◆ **The input**:
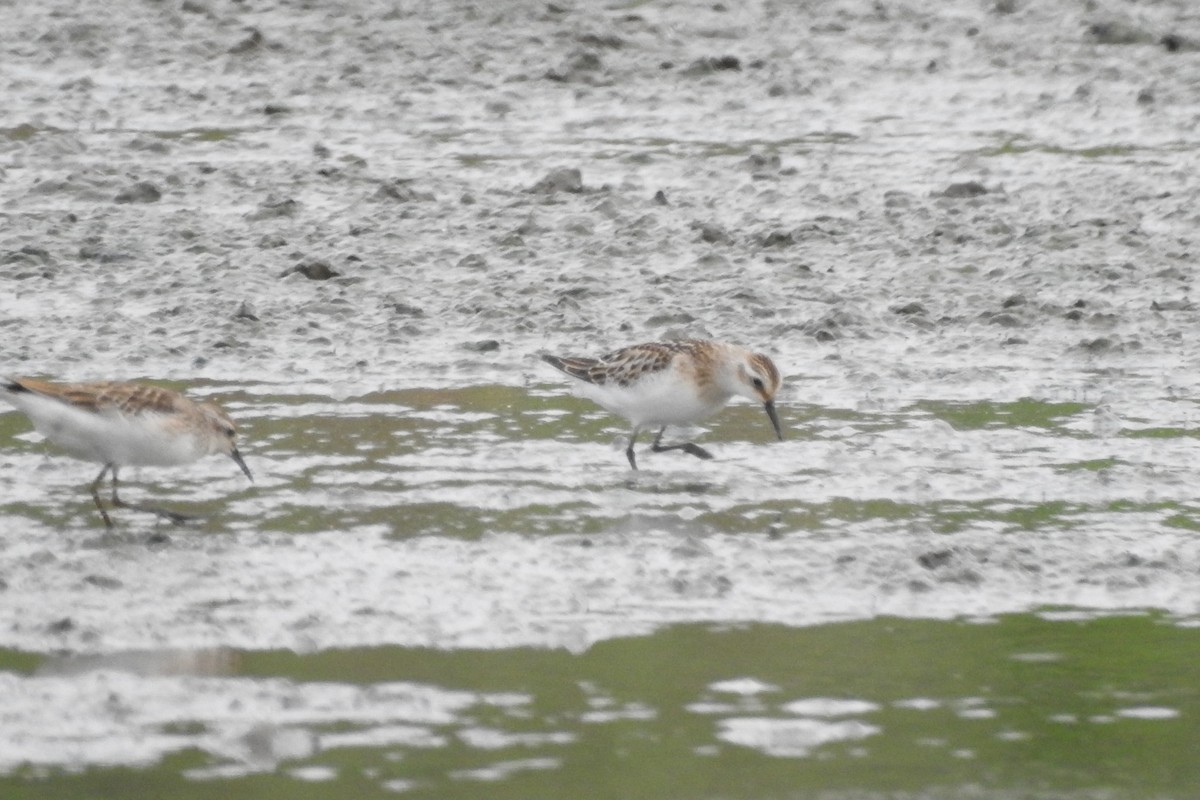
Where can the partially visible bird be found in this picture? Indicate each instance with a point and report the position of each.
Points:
(673, 383)
(125, 425)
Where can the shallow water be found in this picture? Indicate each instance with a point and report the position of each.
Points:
(964, 230)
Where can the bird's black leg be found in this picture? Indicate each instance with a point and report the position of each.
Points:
(173, 516)
(629, 450)
(688, 446)
(95, 492)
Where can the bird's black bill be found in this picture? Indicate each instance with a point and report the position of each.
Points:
(237, 457)
(774, 419)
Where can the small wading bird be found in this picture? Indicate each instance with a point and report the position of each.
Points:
(673, 383)
(125, 425)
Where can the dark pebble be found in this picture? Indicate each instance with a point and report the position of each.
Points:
(252, 42)
(567, 179)
(935, 559)
(713, 64)
(141, 192)
(313, 270)
(969, 188)
(102, 582)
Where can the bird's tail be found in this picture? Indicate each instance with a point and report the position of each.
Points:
(11, 385)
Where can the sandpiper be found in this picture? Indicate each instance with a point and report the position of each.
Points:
(121, 423)
(673, 383)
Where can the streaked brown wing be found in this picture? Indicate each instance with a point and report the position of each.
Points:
(125, 397)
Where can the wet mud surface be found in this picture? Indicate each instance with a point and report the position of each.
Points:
(965, 232)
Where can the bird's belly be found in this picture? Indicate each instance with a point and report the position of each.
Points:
(107, 439)
(657, 404)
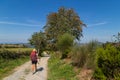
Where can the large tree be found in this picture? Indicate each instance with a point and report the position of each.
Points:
(63, 21)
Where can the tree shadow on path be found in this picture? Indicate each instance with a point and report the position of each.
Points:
(40, 69)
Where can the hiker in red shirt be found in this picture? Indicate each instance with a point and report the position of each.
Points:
(34, 57)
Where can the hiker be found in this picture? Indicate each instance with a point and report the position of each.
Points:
(34, 61)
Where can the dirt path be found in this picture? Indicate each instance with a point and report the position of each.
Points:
(24, 72)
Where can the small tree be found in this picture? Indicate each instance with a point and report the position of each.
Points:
(38, 40)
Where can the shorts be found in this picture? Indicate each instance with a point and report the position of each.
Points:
(34, 62)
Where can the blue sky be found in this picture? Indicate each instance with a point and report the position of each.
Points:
(19, 19)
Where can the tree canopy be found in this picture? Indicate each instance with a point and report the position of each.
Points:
(63, 21)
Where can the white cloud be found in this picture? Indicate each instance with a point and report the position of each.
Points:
(96, 24)
(15, 23)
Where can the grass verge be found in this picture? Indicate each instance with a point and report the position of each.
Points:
(7, 66)
(59, 70)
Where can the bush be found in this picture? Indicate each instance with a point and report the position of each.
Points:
(108, 61)
(64, 44)
(84, 55)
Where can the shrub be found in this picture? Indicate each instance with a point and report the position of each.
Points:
(108, 61)
(84, 54)
(64, 44)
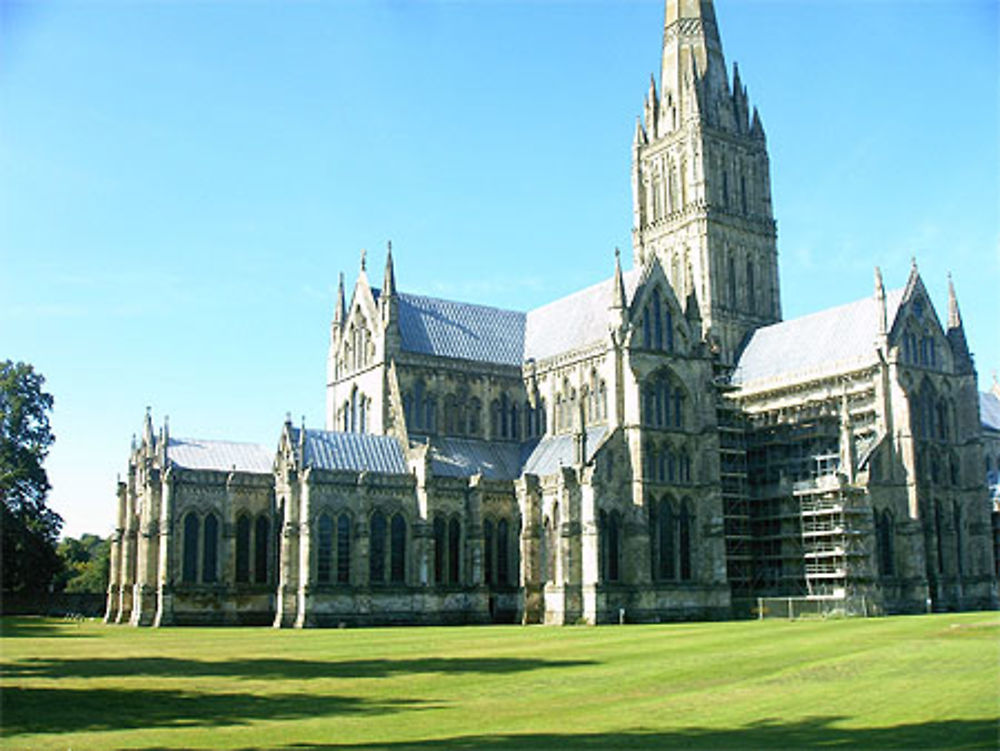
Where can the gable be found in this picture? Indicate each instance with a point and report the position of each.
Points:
(463, 331)
(831, 341)
(573, 321)
(219, 456)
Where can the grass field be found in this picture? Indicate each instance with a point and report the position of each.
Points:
(911, 682)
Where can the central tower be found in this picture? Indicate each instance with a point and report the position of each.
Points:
(701, 186)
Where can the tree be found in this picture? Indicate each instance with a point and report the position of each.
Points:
(86, 564)
(29, 528)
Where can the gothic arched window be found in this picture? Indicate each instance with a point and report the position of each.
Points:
(210, 550)
(454, 551)
(684, 541)
(344, 549)
(489, 553)
(397, 561)
(243, 549)
(614, 546)
(189, 568)
(503, 553)
(376, 548)
(439, 550)
(262, 533)
(324, 548)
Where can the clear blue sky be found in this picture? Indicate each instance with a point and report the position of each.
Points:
(180, 182)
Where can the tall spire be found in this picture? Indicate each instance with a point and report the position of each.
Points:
(618, 285)
(954, 316)
(340, 310)
(956, 331)
(881, 313)
(690, 27)
(389, 283)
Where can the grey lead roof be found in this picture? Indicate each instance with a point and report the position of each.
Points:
(463, 331)
(553, 452)
(222, 456)
(989, 410)
(464, 457)
(355, 452)
(815, 345)
(575, 320)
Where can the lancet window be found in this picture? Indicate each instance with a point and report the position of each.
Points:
(658, 324)
(670, 540)
(609, 530)
(333, 555)
(662, 402)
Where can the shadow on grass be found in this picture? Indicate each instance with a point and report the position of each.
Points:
(270, 668)
(45, 710)
(811, 733)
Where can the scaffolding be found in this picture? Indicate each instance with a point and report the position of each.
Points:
(811, 528)
(837, 531)
(735, 501)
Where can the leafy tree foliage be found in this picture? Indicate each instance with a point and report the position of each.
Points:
(29, 527)
(86, 564)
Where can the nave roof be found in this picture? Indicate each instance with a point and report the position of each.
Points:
(356, 452)
(575, 320)
(221, 456)
(465, 331)
(815, 345)
(989, 410)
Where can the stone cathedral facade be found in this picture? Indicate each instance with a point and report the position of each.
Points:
(658, 446)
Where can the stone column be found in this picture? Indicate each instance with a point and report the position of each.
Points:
(147, 554)
(166, 564)
(288, 573)
(304, 615)
(114, 579)
(128, 553)
(532, 576)
(589, 550)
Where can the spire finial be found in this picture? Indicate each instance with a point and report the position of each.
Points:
(954, 316)
(618, 288)
(340, 310)
(389, 283)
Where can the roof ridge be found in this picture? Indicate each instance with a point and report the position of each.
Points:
(459, 302)
(580, 292)
(825, 311)
(188, 439)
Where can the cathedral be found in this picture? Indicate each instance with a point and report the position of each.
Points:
(659, 446)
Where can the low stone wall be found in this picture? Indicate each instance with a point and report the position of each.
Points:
(87, 604)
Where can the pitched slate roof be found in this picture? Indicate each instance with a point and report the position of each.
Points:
(222, 456)
(355, 452)
(575, 320)
(547, 455)
(815, 345)
(464, 331)
(464, 457)
(989, 410)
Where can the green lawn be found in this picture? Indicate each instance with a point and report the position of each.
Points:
(913, 682)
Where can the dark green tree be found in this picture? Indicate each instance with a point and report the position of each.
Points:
(86, 564)
(30, 529)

◆ **Exercise task**: Extract the lines above from the one containing "Where can the nave" to the last line, both included, exactly as written.

◆ **Correct result**:
Where can the nave roof be found in this picture? Indicate each instance with a point and report the position of each.
Points:
(356, 452)
(575, 320)
(221, 456)
(465, 331)
(815, 345)
(989, 410)
Where can the stone cathedral facade be found in this picture? Indicate each instance with a point and report the position of each.
Points:
(658, 446)
Where can the stone column be found in this picture? Indicate each instance with a point and report the position of each.
Points:
(147, 554)
(166, 564)
(288, 573)
(304, 615)
(114, 579)
(128, 553)
(532, 576)
(589, 550)
Where can the spire finial be found in this picture? Indicate each instance with a point and report the position of each.
Points:
(954, 316)
(618, 288)
(340, 310)
(389, 283)
Where can the roof ridge be found in this picture? Indicate each instance with a point and report the position of each.
Points:
(459, 302)
(580, 292)
(825, 311)
(188, 439)
Where can the cathedral be found in this picture? Indicate each instance with a point and report the position of each.
Points:
(659, 446)
Where can the low stone wall be found in this picture? Indicate each instance with a point and report the position of each.
Points:
(87, 604)
Where can the pitched slate roof be found in this picture? Indicate each instance with a point and report the position of each.
Points:
(222, 456)
(355, 452)
(575, 320)
(547, 455)
(815, 345)
(464, 331)
(464, 457)
(989, 410)
Where can the green lawn be found in this picture? Indicate each instance with a point and report the position of each.
Points:
(913, 682)
Where can the dark green tree be found in this picture? Indicate each instance with a point and report the position of each.
Points:
(86, 564)
(30, 529)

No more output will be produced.